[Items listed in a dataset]
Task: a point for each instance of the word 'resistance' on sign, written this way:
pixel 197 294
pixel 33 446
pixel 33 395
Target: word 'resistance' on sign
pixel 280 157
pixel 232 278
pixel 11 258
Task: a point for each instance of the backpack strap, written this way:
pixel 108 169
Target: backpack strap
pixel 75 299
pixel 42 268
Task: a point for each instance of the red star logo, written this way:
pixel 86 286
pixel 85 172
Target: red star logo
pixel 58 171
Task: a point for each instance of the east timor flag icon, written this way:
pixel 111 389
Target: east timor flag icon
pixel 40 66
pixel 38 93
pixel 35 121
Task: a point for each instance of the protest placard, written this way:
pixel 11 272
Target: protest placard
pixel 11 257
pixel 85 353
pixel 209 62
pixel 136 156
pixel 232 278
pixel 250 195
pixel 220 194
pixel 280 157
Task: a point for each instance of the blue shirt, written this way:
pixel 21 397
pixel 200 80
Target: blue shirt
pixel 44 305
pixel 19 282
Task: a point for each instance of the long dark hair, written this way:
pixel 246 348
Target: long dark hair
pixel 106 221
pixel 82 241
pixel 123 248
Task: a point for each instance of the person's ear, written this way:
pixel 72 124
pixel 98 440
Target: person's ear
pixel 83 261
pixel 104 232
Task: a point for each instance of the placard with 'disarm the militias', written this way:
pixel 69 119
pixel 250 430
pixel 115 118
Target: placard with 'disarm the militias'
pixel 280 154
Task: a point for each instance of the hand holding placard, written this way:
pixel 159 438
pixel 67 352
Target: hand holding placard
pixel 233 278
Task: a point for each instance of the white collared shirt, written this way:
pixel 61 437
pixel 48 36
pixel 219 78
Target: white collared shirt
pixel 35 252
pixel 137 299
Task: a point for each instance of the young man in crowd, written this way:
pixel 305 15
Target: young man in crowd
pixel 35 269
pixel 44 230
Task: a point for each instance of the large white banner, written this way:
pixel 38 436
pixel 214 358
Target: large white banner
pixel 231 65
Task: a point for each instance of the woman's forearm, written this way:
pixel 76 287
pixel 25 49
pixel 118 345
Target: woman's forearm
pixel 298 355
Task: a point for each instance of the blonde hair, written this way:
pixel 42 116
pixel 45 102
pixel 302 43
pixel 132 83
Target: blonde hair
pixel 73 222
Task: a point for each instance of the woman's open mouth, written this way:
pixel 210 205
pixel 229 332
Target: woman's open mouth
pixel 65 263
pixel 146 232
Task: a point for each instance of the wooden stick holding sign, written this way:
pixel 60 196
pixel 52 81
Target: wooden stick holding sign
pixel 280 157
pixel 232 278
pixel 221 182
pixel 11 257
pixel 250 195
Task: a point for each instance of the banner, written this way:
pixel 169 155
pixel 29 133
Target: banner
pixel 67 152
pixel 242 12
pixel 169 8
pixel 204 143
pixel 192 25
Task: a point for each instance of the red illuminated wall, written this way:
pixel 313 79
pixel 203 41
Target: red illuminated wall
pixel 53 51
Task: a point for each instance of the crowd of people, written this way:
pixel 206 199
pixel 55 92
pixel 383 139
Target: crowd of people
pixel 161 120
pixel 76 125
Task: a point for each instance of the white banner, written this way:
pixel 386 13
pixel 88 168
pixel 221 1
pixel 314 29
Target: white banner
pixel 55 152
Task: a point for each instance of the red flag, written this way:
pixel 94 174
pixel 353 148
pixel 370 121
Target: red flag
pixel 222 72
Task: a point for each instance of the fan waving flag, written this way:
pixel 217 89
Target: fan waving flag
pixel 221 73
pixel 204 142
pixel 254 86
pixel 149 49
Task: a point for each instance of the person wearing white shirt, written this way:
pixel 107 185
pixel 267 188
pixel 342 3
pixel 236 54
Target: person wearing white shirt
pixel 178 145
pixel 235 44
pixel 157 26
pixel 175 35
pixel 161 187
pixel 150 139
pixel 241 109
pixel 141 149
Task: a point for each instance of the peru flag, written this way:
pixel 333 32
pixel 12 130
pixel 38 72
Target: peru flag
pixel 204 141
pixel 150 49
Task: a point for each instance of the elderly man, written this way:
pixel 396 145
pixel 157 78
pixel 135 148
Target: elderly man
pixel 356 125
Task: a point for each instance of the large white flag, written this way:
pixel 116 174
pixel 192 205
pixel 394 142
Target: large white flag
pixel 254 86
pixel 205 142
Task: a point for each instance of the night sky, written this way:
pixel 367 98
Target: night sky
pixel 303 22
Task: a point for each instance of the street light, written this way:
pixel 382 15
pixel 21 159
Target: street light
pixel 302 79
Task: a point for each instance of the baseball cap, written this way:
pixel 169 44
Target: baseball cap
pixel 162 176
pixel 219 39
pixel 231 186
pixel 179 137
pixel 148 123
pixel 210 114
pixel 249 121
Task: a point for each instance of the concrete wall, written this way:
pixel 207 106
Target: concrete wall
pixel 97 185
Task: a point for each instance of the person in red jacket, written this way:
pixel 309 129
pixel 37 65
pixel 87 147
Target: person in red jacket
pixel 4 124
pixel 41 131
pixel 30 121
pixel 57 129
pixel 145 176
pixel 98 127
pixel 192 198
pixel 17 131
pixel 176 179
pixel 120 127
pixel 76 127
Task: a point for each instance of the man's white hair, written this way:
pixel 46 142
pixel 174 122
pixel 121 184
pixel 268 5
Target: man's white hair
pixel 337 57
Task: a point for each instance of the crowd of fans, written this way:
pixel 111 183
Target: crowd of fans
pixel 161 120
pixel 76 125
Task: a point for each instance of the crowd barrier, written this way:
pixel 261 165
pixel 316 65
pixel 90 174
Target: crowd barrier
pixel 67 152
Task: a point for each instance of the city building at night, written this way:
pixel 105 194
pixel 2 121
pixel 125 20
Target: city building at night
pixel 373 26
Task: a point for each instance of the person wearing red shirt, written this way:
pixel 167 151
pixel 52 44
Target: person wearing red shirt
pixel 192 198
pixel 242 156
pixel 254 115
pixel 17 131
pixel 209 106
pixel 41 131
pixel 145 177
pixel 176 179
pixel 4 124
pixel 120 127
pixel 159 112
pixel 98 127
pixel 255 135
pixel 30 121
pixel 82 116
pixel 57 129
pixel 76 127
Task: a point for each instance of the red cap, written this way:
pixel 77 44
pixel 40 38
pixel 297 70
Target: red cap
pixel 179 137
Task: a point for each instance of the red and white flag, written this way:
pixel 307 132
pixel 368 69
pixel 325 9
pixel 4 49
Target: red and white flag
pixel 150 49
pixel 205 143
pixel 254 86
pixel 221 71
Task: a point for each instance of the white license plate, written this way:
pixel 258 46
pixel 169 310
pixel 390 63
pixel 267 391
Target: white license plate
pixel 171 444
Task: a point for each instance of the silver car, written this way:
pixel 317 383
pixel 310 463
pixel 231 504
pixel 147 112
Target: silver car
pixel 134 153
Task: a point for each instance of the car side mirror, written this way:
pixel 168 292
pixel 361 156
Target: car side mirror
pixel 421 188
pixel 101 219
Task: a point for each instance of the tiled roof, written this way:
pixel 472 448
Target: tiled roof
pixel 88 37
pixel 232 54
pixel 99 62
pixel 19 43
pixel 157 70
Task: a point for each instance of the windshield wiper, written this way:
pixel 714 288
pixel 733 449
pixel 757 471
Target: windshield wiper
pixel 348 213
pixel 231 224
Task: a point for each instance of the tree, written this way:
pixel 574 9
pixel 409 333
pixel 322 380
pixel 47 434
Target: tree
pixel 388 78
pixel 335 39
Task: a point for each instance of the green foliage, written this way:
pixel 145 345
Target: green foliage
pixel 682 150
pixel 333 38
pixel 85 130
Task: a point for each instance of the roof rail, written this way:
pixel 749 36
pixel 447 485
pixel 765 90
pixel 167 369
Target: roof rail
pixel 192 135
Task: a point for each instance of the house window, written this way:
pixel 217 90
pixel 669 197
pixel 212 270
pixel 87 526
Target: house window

# WHAT THE TASK REQUIRES
Return each line in the records that holds the string "house".

# ANSWER BELOW
Task: a point for each instance of the house window, written this way:
Target: house window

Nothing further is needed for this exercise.